Challenge
Return every line of the entries below that contains the string "ceiling".

Source data
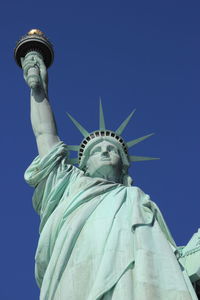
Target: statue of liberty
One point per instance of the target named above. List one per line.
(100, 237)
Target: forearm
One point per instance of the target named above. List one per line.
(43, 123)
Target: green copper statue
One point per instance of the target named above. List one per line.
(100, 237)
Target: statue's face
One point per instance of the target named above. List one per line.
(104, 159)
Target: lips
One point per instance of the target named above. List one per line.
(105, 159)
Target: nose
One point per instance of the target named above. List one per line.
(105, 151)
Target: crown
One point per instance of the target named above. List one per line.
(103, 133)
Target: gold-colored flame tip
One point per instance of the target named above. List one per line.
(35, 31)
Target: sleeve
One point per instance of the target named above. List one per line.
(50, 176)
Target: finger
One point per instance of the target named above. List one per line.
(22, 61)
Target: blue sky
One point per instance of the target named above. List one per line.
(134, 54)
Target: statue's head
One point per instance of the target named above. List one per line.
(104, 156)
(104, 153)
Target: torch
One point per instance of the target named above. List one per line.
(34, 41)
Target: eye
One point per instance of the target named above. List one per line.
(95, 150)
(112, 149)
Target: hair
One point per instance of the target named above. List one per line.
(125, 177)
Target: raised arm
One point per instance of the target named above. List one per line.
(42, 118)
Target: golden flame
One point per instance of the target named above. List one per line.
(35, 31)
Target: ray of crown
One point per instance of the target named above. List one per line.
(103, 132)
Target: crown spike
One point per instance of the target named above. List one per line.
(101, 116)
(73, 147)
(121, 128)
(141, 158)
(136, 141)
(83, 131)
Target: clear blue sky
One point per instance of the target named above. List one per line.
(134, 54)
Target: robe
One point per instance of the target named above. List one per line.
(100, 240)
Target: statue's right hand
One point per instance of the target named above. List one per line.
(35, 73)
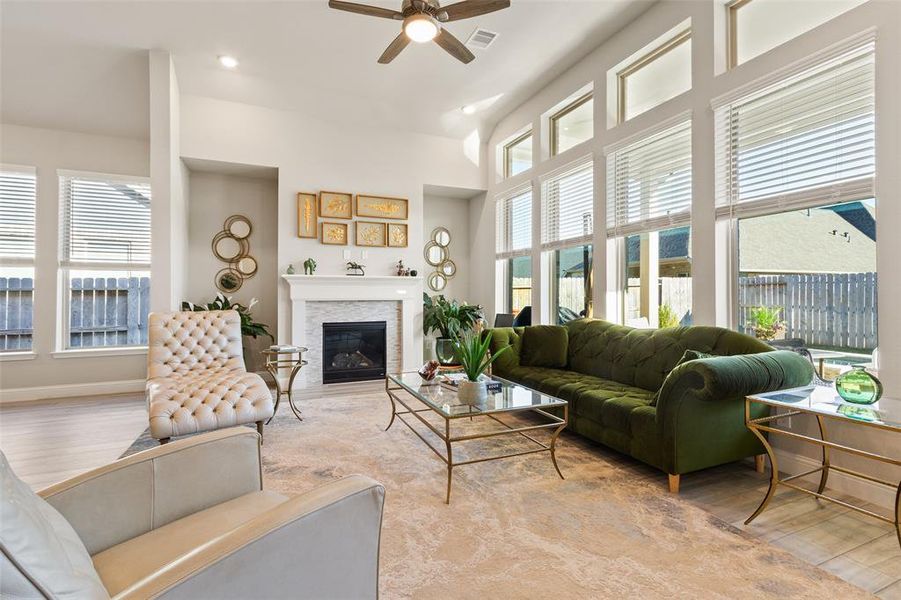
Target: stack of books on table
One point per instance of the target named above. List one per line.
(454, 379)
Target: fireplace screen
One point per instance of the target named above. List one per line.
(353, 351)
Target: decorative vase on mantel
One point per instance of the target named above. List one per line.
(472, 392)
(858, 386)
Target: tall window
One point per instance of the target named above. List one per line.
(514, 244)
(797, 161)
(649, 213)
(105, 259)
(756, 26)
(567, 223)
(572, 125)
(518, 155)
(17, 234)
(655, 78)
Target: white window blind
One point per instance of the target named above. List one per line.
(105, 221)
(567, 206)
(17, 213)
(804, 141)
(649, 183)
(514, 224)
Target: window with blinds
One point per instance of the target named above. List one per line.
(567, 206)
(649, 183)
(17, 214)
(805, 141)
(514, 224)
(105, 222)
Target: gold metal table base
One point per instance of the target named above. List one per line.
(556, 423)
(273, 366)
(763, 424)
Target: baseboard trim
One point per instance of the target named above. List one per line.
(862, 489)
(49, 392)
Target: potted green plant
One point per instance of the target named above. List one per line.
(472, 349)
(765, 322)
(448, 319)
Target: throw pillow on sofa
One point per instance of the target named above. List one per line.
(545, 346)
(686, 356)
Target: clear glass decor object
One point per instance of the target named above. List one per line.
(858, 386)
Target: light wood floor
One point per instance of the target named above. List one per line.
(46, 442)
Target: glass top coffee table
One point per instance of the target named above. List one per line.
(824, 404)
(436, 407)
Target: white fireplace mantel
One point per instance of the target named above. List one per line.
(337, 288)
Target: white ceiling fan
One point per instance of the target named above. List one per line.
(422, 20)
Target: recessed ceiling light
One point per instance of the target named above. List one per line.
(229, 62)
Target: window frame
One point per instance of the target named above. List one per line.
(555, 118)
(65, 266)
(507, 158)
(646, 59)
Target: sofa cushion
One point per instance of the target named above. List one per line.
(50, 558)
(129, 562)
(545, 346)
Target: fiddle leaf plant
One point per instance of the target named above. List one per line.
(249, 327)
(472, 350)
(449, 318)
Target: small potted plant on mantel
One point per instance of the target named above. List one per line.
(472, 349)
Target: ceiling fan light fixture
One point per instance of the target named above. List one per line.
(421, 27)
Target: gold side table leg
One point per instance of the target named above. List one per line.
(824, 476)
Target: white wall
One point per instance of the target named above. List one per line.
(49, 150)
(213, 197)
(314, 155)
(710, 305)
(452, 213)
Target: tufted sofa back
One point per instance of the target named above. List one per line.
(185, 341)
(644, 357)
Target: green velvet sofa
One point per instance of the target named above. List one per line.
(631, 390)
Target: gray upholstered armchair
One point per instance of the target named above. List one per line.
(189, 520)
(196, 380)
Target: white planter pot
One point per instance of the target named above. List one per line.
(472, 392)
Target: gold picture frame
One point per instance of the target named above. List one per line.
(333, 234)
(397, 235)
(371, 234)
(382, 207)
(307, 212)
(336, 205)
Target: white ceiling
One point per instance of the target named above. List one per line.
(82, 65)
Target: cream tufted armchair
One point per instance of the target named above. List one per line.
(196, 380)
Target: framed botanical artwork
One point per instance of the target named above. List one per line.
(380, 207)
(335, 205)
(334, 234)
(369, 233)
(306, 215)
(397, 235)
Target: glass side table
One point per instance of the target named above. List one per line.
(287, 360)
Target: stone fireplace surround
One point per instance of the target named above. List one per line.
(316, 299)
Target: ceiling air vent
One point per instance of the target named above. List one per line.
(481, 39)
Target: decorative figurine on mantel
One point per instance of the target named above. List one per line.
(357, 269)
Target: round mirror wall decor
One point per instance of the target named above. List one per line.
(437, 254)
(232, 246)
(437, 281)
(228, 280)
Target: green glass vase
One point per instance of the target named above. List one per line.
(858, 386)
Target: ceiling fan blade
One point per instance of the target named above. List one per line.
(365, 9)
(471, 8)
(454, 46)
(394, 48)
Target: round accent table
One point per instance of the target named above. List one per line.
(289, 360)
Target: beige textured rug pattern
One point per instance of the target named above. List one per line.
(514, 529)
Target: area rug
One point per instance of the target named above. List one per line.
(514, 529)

---

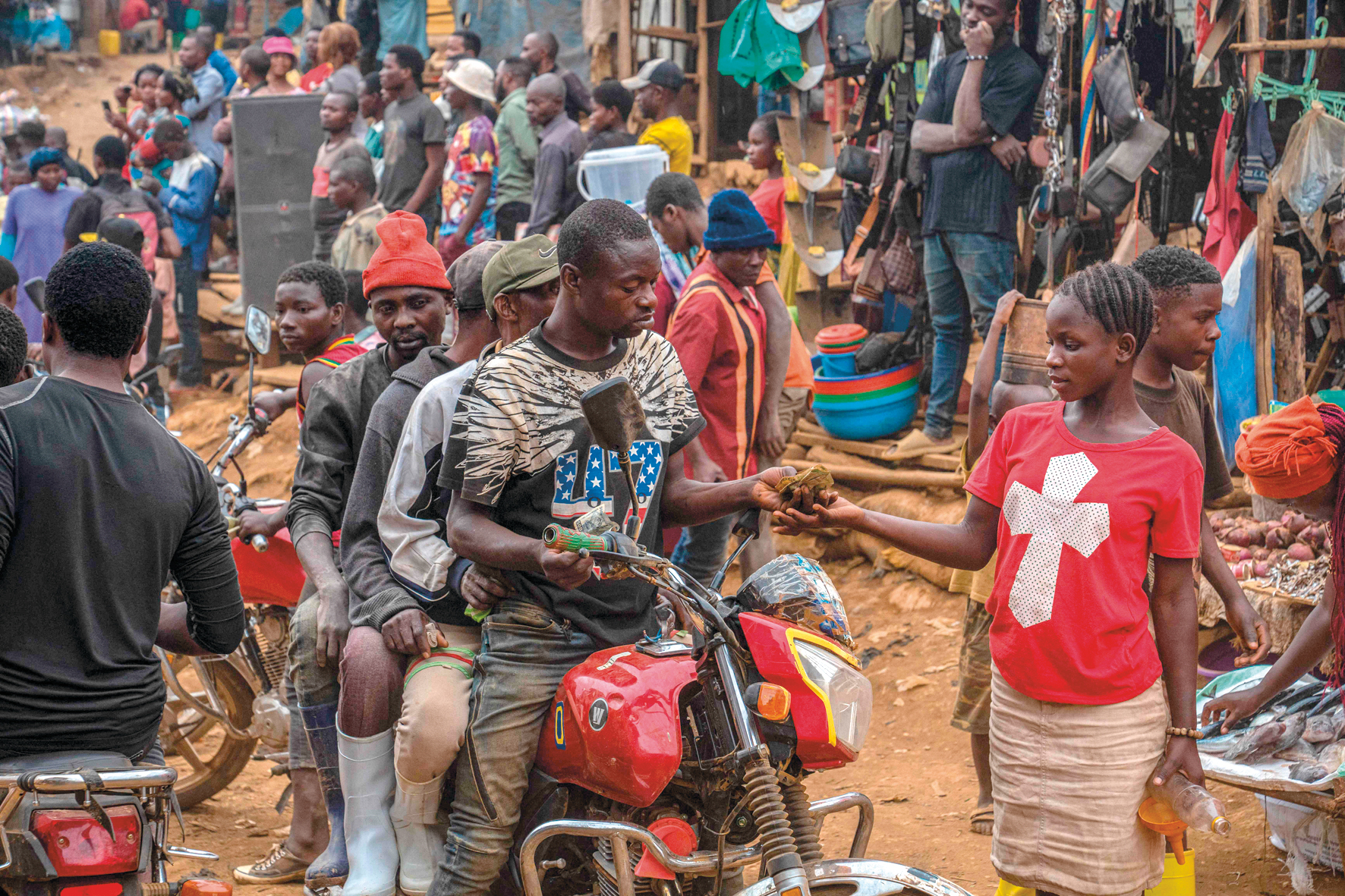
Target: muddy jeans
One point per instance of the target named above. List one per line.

==

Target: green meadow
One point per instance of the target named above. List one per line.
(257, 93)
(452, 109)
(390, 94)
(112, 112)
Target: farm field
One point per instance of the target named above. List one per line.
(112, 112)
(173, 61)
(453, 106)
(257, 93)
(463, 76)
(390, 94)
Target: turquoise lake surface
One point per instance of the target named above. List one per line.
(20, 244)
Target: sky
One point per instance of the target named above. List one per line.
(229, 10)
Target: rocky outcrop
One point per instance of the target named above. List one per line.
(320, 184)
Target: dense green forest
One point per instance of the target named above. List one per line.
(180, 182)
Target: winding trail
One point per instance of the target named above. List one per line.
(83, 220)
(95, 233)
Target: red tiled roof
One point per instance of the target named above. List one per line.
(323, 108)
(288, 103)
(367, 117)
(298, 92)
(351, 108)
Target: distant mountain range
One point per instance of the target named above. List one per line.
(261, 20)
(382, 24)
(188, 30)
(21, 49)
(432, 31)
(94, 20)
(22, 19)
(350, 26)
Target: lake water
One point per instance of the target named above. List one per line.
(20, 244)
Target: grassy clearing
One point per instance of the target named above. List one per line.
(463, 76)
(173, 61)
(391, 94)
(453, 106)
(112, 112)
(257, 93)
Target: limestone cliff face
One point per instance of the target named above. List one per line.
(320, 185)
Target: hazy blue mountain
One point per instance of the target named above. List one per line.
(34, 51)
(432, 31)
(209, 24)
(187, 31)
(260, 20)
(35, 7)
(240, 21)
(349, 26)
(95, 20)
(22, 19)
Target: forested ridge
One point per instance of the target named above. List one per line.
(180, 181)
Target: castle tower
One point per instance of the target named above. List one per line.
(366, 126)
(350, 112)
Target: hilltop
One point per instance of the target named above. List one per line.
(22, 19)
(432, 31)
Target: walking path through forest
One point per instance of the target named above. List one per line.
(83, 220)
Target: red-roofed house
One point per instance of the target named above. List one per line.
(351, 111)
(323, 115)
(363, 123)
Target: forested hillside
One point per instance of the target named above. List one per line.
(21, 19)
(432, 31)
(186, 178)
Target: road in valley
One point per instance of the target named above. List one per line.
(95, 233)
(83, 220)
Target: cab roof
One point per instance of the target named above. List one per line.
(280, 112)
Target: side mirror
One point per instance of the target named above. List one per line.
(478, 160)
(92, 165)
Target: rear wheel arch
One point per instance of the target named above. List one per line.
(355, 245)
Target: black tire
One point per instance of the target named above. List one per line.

Answer for the task
Target: white ceiling fan
Target: recessed ceiling light
Target: ceiling fan light fixture
Target: white ceiling
Target: ceiling air vent
Target: ceiling fan blade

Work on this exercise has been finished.